■ Stated goal
The records that follow must be reproduced in full, exactly as written.

* begin Extracted entries *

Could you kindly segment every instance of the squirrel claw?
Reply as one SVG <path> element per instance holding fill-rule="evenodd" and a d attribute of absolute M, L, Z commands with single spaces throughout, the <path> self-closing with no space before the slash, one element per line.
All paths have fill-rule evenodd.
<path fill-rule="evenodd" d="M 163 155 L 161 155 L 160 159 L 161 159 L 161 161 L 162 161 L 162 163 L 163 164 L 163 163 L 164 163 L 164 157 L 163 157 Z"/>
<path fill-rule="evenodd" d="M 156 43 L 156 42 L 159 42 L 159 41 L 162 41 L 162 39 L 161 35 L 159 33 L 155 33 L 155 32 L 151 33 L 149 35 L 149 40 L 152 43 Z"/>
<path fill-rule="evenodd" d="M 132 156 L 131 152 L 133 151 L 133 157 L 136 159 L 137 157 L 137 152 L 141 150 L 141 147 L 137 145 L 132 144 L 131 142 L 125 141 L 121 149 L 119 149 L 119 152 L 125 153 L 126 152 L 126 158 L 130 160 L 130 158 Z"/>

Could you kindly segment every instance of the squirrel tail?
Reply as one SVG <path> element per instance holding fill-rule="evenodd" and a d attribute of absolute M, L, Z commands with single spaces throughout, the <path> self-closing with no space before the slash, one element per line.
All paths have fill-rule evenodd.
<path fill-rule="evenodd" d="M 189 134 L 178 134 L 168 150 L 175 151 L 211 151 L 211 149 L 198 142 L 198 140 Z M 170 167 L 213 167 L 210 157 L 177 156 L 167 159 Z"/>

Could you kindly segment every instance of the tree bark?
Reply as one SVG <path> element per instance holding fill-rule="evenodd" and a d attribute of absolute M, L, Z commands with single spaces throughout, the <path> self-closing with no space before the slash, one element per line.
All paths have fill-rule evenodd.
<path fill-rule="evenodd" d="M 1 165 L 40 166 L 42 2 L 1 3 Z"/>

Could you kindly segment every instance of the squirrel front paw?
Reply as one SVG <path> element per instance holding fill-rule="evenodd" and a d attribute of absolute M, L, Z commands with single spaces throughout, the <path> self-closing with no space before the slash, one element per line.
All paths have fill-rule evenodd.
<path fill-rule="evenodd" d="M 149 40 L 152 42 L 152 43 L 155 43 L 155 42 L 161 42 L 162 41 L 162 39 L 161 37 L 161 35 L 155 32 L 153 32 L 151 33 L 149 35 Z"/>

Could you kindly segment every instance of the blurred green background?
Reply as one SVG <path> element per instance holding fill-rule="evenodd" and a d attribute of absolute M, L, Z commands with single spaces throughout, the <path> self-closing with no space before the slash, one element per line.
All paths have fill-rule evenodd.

* end Extracted entries *

■ Correct answer
Could you kindly segment every instance of the squirrel claw?
Reply as one SVG <path> element per instance holding fill-rule="evenodd" and a d attribute of absolute M, L, Z commands with single spaces throughout, the <path> self-closing with no space before the slash, one element per line.
All paths have fill-rule evenodd.
<path fill-rule="evenodd" d="M 163 155 L 161 155 L 160 159 L 161 159 L 161 161 L 162 161 L 162 163 L 163 164 L 163 163 L 164 163 L 164 157 L 163 157 Z"/>
<path fill-rule="evenodd" d="M 156 43 L 156 42 L 159 42 L 159 41 L 162 41 L 162 39 L 161 35 L 159 33 L 155 33 L 155 32 L 151 33 L 149 35 L 149 40 L 152 43 Z"/>
<path fill-rule="evenodd" d="M 132 156 L 131 152 L 133 151 L 133 157 L 136 159 L 137 157 L 137 152 L 141 150 L 141 147 L 137 145 L 132 144 L 131 142 L 125 141 L 121 149 L 119 149 L 119 152 L 125 153 L 126 152 L 126 158 L 130 160 L 130 158 Z"/>

Could you kindly segment every instance of the squirrel tail?
Reply as one SVG <path> element per instance holding fill-rule="evenodd" and a d attribute of absolute M, L, Z commands with single spaces throughout, the <path> self-closing with no space before the slash, one element per line.
All paths have fill-rule evenodd.
<path fill-rule="evenodd" d="M 189 134 L 178 134 L 168 150 L 175 151 L 211 151 L 211 149 L 198 142 L 198 140 Z M 170 167 L 213 167 L 210 157 L 177 156 L 167 159 Z"/>

Could you kindly segment every instance of the tree bark?
Reply as one SVG <path> element per instance holding fill-rule="evenodd" and a d attribute of absolute M, L, Z commands with single spaces throughout, the <path> self-closing with no space before the slash, one element per line.
All paths have fill-rule evenodd.
<path fill-rule="evenodd" d="M 1 165 L 40 166 L 42 2 L 1 3 Z"/>

Could you kindly segment every instance of the squirrel front paw?
Reply as one SVG <path> element per instance holding fill-rule="evenodd" and a d attribute of absolute M, L, Z commands with single spaces throughout, the <path> self-closing with no space before the slash, one element per line.
All paths have fill-rule evenodd.
<path fill-rule="evenodd" d="M 149 40 L 152 42 L 152 43 L 155 43 L 155 42 L 161 42 L 162 41 L 162 39 L 161 37 L 161 35 L 155 32 L 153 32 L 151 33 L 149 35 Z"/>

Could you kindly segment every instance of the blurred green background?
Reply as one SVG <path> element per instance holding fill-rule="evenodd" and a d attribute of absolute M, L, Z commands with single spaces throughout, the <path> self-closing with no space before the slash, one element per line.
All paths have fill-rule evenodd.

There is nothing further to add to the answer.